Text section:
☆ ☆ ☆ ☆ ☆

Dictionary of National Biography, 1885-1900/Bell, William (1625-1683)

1253040Dictionary of National Biography, 1885-1900, Volume 04 — Bell, William (1625-1683)1885Augustus Robert Buckland

BELL, WILLIAM, D.D. (1625–1683), archdeacon of St. Albans, was born at London, in the parish of St. Dunstan-in-the-West, on 4 Feb. 1625. He was educated at Merchant Taylors' School, and elected a scholar of St. John's College, Oxford, in 1643. He graduated B.A. in July 1647, and obtained a fellowship in his college, of which he was subsequently a benefactor. Ejected from this post by the visitors appointed by parliament, he appears to have visited the Continent in 1649, and to have obtained a benefice in Norfolk in 1655, for which he was disqualified by the tryers. On the Restoration he was made chaplain to Sir John Robinson, lieutenant of the Tower, and in the following year was admitted to the degree of B.D. In 1662 he was presented by his college to the living of St. Sepulchre's, London, which he seems to have filled in a way that secured the respect and affection of his parishioners. Three years later, Dr. Henchman, bishop of London, made him prebendary of Reculversland in St. Paul's Cathedral. In 1667 he was made chaplain to the king, and in 1671 archdeacon of St. Albans. To these preferments was also added a lectureship at the Temple. He died 19 July 1683, aged 58, and was buried in St. Sepulchre's Church.

☆ ☆ ☆ ☆ ☆

Dataset excerpts:
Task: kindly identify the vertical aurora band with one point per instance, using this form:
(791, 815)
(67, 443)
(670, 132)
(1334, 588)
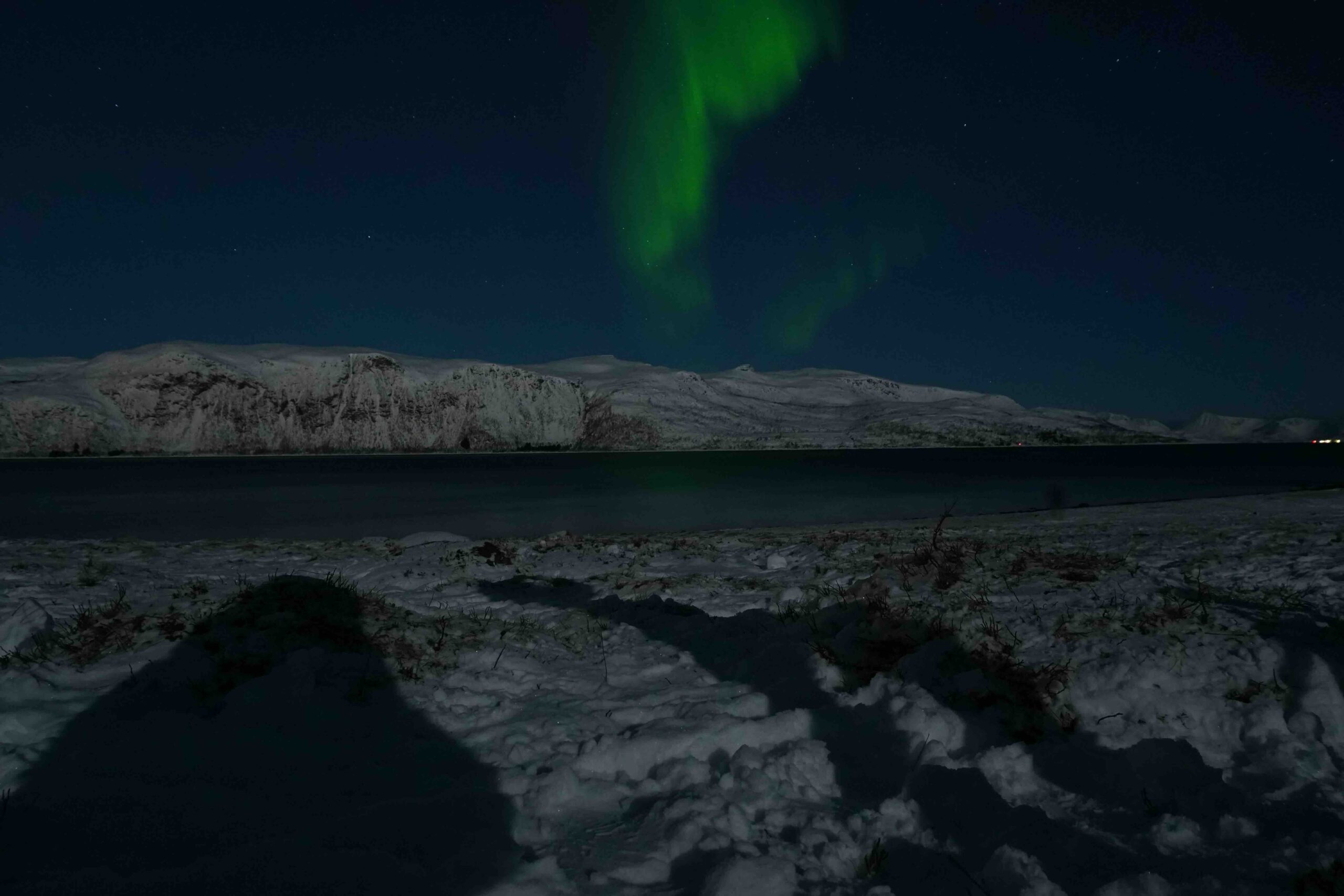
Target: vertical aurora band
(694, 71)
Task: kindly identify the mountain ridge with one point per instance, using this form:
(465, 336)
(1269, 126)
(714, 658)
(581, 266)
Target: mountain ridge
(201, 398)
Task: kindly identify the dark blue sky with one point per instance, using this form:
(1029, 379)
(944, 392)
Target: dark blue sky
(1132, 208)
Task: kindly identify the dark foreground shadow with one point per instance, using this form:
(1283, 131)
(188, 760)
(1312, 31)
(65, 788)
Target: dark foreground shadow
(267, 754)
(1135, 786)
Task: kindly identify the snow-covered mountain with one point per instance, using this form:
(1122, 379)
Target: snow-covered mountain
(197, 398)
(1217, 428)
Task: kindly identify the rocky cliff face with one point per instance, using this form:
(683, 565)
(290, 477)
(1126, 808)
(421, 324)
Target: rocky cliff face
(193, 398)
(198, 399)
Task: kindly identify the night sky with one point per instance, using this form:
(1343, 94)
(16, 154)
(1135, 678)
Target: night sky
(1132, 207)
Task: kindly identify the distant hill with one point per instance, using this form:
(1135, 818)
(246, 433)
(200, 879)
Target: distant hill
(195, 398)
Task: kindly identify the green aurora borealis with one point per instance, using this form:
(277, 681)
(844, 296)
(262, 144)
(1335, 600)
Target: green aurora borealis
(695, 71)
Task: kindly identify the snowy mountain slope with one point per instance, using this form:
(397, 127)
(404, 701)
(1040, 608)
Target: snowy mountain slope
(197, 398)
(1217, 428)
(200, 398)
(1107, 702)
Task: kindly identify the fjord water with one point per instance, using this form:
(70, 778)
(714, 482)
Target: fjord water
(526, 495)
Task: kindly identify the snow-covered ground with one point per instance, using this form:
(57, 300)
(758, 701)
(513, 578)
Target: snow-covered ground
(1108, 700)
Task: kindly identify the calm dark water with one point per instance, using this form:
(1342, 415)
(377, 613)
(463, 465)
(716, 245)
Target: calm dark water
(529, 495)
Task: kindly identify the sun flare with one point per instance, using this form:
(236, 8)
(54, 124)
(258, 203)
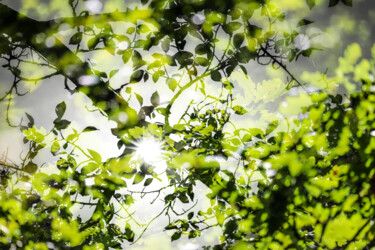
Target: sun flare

☆ ☆ ☆ ☆ ☆

Set task:
Condense the paragraph beginning "BELL, WILLIAM, D.D. (1625–1683)" in the biography entry above into a bulleted list of his life and career, keeping the main dates and posts.

Complete output:
- Born in London, in the parish of St. Dunstan-in-the-West, on 4 Feb. 1625
- Educated at Merchant Taylors' School; elected a scholar of St. John's College, Oxford, in 1643
- Graduated B.A. in July 1647 and obtained a fellowship at his college, of which he was later a benefactor
- Ejected from the fellowship by the parliamentary visitors; appears to have visited the Continent in 1649
- Appears to have obtained a Norfolk benefice in 1655, for which the tryers disqualified him
- At the Restoration, became chaplain to Sir John Robinson, lieutenant of the Tower; admitted B.D. the following year
- 1662: presented by his college to the living of St. Sepulchre's, London, where he seems to have won his parishioners' respect and affection
- Three years later: made prebendary of Reculversland in St. Paul's Cathedral by Dr. Henchman, bishop of London
- 1667: chaplain to the king; 1671: archdeacon of St. Albans; also held a lectureship at the Temple
- Died 19 July 1683, aged 58; buried in St. Sepulchre's Church